◆ Aufgabe a: Wie alt ist Robert Reichlmayr laut dem Text über den Gemüsebauern?

◆ Quelle:

Wenn Koch Andreas Wagner vom Fürstenfelder Restaurant bei Robert Reichlmayr anruft, ist das ein kurzes Gespräch:

Andreas Wagner: »Was hast grad’ da?«
Robert Reichlmayr: »Die Flaschentomaten san’ reif.«

Und schon sind sich der Koch und der Gemüsebauer handelseinig.

Reichlmayr kümmert sich ums Wesentliche. Er hat einen Sinn für das Gute im Einfachen. Das ist auf seinem Hof eindrucksvoll zu besichtigen. Im August stehen die Tomaten bei den Reichlmayrs voll im Saft. In den offenen Gewächshäusern wuchern sie wie ein rot-grüner Wald. Hier werden alte und besondere Sorten gezüchtet — solche, deren Samen einst nach Geschmack ausgewählt wurden. Es ist auf diesem Hof zweitrangig, wie schnell sie wachsen, damit möglichst effizient Gewinn daraus zu erwirtschaften ist. »Wir machen keine Masse«, sagt der 54-jährige Bauer.

◆ Aufgabe b: Such in der Liste alle Zeilen heraus, in denen das Wort „brown“ steht, und schreib sie unverändert ab.

◆ Übungsmaterial:
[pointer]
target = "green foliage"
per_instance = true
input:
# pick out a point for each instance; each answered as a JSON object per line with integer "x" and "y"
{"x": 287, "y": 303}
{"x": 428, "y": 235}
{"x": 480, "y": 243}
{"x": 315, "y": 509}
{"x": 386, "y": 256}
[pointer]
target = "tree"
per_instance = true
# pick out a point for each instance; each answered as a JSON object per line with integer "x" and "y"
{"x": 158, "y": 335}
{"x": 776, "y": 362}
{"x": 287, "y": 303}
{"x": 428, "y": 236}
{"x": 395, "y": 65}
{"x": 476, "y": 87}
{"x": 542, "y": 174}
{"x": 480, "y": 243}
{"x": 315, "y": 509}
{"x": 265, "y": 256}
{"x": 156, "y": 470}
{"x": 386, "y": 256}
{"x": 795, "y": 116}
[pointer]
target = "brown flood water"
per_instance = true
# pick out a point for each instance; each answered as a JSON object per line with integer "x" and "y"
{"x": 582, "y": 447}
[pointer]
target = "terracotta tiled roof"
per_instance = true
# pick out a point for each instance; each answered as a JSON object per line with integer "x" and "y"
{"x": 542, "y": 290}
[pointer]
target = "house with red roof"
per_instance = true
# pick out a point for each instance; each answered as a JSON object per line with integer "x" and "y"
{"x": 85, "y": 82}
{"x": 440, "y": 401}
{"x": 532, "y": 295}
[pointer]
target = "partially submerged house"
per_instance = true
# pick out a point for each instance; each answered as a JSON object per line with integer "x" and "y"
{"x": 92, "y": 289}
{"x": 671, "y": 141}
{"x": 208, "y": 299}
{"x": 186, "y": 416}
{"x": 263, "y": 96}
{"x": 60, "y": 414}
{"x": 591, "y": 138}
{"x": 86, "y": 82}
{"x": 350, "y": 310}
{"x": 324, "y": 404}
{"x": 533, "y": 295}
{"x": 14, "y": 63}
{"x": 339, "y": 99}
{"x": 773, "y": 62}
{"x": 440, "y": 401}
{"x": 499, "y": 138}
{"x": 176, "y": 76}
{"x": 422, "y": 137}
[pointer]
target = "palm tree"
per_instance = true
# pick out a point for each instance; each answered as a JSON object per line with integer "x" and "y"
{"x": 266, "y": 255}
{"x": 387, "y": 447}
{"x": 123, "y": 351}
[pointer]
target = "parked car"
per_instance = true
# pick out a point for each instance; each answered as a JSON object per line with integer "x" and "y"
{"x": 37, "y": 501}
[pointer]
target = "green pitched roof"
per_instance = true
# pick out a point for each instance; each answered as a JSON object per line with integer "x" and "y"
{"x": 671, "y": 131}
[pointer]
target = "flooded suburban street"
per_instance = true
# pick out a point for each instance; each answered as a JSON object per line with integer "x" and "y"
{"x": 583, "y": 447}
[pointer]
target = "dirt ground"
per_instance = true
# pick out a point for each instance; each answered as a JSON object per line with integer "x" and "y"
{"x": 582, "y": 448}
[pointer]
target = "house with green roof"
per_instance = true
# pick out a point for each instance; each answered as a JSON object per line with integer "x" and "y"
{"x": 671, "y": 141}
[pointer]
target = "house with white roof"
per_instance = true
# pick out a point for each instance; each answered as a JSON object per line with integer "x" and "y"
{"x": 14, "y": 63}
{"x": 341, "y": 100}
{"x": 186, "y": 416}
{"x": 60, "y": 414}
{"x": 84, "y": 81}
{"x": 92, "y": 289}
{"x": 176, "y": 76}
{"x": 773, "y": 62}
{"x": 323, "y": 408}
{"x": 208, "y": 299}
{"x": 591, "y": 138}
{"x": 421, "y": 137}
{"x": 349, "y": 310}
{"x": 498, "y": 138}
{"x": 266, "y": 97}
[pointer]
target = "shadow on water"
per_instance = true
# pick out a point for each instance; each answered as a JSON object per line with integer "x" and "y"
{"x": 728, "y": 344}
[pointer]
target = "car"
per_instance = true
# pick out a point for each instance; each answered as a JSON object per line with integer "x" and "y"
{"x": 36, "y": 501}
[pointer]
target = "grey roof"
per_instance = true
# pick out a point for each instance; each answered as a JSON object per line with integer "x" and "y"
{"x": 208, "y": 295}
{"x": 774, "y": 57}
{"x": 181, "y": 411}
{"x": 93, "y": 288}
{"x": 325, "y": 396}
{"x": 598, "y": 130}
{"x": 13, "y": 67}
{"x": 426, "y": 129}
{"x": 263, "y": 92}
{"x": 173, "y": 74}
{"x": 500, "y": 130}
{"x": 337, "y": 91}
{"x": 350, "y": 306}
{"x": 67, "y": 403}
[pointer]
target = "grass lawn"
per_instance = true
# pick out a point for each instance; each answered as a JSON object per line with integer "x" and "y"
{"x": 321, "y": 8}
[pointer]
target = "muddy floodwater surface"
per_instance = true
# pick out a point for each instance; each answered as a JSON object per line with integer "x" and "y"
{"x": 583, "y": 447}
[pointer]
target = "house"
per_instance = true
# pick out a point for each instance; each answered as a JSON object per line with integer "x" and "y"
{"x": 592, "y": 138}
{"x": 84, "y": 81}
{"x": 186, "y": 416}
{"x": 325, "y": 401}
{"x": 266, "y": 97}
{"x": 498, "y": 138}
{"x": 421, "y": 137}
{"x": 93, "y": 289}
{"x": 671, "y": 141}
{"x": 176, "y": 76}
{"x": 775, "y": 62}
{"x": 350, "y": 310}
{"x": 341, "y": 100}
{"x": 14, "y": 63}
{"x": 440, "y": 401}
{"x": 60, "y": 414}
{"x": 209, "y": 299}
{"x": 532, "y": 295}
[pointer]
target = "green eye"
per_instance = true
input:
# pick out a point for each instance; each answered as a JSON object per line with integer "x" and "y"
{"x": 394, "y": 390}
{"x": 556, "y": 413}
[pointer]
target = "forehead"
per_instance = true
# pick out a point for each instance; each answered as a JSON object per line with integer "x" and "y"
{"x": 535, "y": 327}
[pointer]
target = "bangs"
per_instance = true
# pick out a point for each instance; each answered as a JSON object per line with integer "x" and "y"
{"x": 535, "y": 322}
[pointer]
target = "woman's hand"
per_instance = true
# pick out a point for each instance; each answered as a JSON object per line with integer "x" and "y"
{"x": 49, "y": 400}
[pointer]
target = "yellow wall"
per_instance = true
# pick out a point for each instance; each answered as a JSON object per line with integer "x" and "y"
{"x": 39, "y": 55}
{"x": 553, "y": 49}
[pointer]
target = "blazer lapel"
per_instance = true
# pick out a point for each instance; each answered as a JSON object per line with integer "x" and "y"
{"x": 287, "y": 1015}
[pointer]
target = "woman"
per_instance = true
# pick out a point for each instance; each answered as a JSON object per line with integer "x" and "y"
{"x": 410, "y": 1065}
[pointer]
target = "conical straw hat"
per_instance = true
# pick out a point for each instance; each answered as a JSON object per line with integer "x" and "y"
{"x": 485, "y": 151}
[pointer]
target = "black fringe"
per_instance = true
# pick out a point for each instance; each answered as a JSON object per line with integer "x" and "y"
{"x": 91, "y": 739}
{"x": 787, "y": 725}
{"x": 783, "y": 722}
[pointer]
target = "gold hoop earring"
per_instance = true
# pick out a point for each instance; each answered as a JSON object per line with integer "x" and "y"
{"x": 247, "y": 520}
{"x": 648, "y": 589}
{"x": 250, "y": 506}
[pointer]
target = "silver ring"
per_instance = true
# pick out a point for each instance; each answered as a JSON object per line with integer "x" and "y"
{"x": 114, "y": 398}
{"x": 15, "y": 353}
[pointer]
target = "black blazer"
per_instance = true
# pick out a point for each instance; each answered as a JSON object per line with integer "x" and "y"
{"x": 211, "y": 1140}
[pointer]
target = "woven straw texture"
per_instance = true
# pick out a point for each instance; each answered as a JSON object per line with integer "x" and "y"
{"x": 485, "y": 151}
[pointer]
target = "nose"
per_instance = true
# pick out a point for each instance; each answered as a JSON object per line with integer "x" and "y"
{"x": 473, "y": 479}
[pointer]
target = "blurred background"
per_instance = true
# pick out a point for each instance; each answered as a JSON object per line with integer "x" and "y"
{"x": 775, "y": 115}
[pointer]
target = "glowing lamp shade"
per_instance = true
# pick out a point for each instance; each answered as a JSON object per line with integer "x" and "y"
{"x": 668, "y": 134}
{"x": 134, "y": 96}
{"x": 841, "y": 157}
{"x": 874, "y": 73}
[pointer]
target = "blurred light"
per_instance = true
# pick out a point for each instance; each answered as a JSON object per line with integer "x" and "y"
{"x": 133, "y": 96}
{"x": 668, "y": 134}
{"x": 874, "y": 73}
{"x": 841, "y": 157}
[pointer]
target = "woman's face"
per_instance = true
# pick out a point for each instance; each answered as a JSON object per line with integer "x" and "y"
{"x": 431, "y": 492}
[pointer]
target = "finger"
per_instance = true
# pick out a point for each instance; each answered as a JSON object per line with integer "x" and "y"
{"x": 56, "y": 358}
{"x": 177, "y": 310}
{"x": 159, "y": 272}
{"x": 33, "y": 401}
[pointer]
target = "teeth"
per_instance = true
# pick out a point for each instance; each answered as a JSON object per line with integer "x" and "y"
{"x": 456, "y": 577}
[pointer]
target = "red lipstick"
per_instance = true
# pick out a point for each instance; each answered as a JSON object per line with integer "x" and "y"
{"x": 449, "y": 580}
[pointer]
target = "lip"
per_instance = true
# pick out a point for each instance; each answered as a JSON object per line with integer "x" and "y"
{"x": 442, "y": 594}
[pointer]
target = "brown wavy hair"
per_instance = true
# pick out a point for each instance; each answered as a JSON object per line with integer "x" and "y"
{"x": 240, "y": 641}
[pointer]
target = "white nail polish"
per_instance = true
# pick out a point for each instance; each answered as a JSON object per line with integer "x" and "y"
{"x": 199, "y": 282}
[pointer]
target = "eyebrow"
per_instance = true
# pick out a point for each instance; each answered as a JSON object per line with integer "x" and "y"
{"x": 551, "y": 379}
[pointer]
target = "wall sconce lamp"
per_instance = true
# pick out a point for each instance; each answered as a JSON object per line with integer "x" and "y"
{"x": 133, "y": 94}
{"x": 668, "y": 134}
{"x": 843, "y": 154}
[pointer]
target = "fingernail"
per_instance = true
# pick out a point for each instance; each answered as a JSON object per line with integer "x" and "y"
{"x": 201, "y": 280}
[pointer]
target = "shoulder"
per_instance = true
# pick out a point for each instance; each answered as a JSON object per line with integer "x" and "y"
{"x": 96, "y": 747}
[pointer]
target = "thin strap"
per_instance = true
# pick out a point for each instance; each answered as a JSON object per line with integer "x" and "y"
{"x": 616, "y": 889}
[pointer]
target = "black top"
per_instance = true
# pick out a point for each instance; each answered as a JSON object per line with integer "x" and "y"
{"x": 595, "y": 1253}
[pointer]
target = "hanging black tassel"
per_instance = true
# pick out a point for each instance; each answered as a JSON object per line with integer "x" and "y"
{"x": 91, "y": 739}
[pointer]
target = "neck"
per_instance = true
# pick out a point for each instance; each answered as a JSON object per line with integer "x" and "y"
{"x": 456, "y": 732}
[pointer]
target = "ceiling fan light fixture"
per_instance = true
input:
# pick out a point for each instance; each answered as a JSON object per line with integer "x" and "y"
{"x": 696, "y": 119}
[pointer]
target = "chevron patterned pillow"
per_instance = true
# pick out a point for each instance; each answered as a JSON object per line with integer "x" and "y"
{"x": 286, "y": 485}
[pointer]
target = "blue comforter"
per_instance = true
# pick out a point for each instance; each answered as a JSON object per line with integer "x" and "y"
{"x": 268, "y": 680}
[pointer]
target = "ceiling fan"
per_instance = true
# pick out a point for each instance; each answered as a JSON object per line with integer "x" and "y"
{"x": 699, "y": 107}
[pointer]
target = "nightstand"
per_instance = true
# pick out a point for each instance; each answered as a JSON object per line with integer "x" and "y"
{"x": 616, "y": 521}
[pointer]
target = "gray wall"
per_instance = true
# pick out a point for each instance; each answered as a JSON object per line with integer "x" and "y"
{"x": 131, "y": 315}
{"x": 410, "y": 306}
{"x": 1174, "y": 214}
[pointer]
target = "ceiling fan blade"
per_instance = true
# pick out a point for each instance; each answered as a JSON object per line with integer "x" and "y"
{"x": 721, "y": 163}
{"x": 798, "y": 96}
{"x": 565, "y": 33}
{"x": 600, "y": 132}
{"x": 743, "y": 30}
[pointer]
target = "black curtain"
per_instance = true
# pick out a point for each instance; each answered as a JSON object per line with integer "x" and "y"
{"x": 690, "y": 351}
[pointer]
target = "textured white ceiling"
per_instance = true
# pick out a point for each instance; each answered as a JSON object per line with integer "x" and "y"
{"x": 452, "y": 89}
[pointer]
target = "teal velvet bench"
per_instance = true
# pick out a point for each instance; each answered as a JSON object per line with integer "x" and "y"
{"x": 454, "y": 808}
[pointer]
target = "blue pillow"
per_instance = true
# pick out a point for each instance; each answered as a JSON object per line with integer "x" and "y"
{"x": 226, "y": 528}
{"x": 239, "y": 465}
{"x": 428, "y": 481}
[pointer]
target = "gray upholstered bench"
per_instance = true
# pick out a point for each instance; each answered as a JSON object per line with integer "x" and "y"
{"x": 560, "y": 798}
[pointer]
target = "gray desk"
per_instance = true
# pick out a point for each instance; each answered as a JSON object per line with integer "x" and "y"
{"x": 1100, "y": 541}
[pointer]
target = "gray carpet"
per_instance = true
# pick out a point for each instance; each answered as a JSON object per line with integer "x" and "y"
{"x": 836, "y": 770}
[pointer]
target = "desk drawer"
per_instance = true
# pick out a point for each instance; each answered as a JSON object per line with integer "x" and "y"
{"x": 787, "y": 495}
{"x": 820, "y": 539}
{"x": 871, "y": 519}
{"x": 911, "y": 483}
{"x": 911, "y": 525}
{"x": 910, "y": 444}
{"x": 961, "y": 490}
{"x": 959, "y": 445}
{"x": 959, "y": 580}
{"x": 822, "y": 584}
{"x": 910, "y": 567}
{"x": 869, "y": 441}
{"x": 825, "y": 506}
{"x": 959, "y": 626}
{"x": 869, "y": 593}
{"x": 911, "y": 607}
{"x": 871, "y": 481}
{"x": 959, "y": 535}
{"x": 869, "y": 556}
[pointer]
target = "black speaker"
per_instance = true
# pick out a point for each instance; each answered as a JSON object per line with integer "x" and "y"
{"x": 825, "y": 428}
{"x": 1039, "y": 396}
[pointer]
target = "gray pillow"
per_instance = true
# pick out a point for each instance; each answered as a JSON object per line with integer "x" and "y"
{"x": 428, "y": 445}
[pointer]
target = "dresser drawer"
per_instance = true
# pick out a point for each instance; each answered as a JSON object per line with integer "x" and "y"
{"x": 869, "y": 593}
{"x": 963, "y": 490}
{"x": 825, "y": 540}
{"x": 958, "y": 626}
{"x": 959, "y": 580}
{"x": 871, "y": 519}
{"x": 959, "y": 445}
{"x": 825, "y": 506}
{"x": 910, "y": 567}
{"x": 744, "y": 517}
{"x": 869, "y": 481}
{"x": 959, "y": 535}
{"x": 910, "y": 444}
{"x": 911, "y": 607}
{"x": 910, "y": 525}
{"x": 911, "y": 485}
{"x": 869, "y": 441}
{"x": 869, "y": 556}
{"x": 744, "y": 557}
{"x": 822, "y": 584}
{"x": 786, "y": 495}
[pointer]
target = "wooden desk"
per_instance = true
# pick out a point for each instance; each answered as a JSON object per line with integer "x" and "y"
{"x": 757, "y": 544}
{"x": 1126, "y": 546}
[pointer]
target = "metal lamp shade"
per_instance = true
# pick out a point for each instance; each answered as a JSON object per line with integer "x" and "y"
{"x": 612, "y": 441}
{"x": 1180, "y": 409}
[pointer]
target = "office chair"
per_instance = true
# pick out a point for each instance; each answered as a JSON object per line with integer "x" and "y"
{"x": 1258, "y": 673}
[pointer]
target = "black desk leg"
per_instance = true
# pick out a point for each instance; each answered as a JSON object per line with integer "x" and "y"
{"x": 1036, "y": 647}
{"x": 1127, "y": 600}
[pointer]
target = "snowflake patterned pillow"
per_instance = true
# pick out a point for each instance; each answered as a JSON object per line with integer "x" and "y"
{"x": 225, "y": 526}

◆ Lösung a: Er ist 54 Jahre alt.

◆ Lösung b:
target = "brown flood water"
target = "brown wavy hair"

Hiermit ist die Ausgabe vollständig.